Boebert said in a press statement in September that the office would “target anyone who still believes in standing for the flag in the United States.”
The defense bill also has a number of provisions that impose “diversity and inclusion” reporting requirements on the military and contractors and codify diversity, equity, and inclusion training requirements, and contains a provision that would require women to register for the Selective Service System, also known as the draft.
The bill would provide funding for gender transition surgeries and treatment, and military health care coverage for contraception, including abortifacient drugs such as the RU-86 pill.
The bill also contains a “Red Flag” provision that would allow Military Court Gun Confiscation Orders to “restrain a person from possessing, receiving, or otherwise accessing a firearm” without constitutional due process.
The bill would also would authorize $5 million for “net-zero and resilient energy installations,” and authorize a pilot program on the use of sustainable aviation fuel.
The bill would also ban the deployment of any state’s National Guard across state lines on a mission funded by “non-governmental grant, donation or private source of funding, unless for emergency or disaster relief efforts,” aimed at South Dakota Kristi Noem’s decision to send National Guard troops to the southern border.

__Material shown__.

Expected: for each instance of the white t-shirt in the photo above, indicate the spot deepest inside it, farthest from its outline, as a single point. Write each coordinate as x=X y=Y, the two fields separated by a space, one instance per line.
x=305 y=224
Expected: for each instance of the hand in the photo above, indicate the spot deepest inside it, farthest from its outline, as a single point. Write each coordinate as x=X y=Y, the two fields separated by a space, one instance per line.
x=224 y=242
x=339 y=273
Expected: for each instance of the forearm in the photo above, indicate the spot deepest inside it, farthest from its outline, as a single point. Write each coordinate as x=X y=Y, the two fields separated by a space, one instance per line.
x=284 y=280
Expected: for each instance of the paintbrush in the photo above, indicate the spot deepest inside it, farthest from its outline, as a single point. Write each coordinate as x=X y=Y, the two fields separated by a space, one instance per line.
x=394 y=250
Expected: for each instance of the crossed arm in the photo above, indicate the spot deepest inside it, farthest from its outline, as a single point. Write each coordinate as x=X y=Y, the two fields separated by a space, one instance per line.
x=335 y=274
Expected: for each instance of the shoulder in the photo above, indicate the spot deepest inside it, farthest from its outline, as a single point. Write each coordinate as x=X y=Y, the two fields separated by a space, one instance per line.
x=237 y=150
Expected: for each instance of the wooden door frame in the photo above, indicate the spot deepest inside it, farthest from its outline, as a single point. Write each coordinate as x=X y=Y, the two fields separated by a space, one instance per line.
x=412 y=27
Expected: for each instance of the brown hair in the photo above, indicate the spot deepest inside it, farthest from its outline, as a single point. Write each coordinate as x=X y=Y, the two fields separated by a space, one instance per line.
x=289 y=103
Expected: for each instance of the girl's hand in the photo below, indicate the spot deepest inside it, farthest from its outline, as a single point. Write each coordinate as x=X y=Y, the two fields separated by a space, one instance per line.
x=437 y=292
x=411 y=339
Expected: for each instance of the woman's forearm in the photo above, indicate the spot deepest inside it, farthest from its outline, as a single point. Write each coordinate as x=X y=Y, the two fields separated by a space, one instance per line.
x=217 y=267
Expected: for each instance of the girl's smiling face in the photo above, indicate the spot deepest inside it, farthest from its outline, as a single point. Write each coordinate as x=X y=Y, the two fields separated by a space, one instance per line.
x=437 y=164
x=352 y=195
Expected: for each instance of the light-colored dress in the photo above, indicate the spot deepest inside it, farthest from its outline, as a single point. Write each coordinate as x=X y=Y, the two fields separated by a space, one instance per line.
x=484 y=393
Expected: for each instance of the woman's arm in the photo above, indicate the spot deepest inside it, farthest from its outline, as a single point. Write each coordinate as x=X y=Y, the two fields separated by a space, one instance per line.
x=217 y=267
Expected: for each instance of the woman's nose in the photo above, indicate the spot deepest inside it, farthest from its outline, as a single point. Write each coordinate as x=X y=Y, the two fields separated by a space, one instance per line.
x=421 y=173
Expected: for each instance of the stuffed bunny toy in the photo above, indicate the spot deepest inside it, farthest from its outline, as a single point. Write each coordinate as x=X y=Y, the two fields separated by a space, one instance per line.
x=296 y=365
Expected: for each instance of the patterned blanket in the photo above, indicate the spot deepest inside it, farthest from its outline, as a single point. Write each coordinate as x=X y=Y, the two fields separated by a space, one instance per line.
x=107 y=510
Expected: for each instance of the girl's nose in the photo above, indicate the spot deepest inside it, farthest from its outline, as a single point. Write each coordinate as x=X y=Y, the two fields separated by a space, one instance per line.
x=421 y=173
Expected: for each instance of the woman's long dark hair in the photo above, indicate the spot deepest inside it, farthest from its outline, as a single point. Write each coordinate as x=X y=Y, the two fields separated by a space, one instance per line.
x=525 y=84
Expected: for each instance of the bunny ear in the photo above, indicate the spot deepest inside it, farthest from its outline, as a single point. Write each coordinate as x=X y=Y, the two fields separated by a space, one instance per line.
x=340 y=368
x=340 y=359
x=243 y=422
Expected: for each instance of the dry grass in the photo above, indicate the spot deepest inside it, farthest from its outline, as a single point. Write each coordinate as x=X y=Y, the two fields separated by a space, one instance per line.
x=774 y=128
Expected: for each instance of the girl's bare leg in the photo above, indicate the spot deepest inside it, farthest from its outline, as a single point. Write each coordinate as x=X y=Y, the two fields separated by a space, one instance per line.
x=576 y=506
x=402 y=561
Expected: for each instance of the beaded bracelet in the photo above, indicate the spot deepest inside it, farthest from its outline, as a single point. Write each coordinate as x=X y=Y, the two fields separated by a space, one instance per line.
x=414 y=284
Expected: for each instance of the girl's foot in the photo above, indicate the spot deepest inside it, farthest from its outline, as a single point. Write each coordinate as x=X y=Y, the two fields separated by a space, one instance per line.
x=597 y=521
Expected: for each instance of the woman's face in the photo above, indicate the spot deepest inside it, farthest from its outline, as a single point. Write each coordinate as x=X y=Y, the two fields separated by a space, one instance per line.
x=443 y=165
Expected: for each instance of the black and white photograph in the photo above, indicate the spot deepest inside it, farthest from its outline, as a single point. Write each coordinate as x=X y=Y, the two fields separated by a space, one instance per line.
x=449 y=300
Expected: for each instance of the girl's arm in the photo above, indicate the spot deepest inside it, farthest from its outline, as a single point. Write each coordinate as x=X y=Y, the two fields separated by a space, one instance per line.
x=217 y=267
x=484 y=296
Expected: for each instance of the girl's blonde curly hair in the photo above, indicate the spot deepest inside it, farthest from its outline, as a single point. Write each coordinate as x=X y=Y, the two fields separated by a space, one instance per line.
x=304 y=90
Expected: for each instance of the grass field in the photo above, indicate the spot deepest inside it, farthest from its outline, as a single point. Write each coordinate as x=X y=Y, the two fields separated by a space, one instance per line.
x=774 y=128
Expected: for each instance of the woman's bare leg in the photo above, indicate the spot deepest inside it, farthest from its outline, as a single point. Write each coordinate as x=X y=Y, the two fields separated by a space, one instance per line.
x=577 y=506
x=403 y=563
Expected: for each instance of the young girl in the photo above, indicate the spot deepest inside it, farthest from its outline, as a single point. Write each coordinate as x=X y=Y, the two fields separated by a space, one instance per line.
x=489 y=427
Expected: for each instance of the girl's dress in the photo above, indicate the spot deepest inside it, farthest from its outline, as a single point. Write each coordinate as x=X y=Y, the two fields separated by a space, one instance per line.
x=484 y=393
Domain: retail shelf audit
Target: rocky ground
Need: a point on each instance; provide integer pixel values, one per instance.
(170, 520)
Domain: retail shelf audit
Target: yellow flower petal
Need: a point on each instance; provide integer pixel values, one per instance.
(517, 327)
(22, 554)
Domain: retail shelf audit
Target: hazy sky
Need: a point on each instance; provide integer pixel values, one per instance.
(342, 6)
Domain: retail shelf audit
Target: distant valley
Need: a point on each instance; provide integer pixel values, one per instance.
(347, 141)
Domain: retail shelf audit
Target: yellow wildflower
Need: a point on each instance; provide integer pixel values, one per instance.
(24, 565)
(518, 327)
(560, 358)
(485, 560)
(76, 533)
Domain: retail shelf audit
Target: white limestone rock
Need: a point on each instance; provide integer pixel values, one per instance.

__Task 1__. In the defense bill text, how much would the bill authorize for "net-zero and resilient energy installations"?
__Task 2__.
Do the following statements agree with the defense bill text? Answer yes or no for each, and quote the deciding words of the text.
(a) The bill contains a provision that would require women to register for the Selective Service System.
(b) The bill would ban any deployment of a state's National Guard across state lines for emergency or disaster relief efforts.
(c) Boebert made her press statement in September.
__Task 3__. Carry on the defense bill text from its last sentence.

__Expected answer 1__. $5 million.

__Expected answer 2__.
(a) Yes: "contains a provision that would require women to register for the Selective Service System"
(b) No: "unless for emergency or disaster relief efforts"
(c) Yes: "Boebert said in a press statement in September"

__Expected answer 3__.
The bill would also require a minimum wage for defense contractors of at least $15.00 an hour, which would cost the Pentagon about $3.8 billion over the 2021-2026 period.
It would make the D.C. mayor the commander-in-chief of the D.C. National Guard for non-homeland defense activities, including civil disturbances, instead of the president or his designates.
And it does not prohibit the closure of the Guantanamo Bay detention facility as in recent years.
Boebert said in her September statement:
I love our military. I’m grateful for their service and sacrifice. Our brave service men and women didn’t fight for this liberal woke garbage of an agenda, and I didn’t come to Washington to put a rubber stamp on it either. Unfortunately, Democrats politicized and jeopardized funding for our troops in the NDAA, legislation that has traditionally been very bipartisan.
She also said she opposed signing on to a bill that did nothing to address the failure and incompetence with the Afghanistan withdrawal:
If the Biden regime isn’t going to take any responsibility, and if Nancy Pelosi isn’t going to allow Congress to pursue investigations, and if nobody is going to get fired over the Afghanistan debacle, then I am not going to vote to give the Democrats carte blanche to do that crap all over again.
Boebert said she submitted six amendments to the legislation, but that none were allowed to receive a vote.
Biggs and his colleagues wrote that the bill “perpetuates the woke, CRT indoctrination, funding for transition surgeries, and drafting of women, and lacks accountability for the Afghanistan debacle.” They wrote:
The unconstitutional vax mandates are bad enough, but the Biden administration and some of our military leaders have become missionaries of the left. They are focused on finding white supremacy in the military. They are convinced that our biggest national threat is climate change. Not the Chinese, not North Korea, nor any other of the increasingly bellicose international actors.
They noted that Republicans recently helped Democrats pass the infrastructure bill and urged their colleagues not to let it happen again.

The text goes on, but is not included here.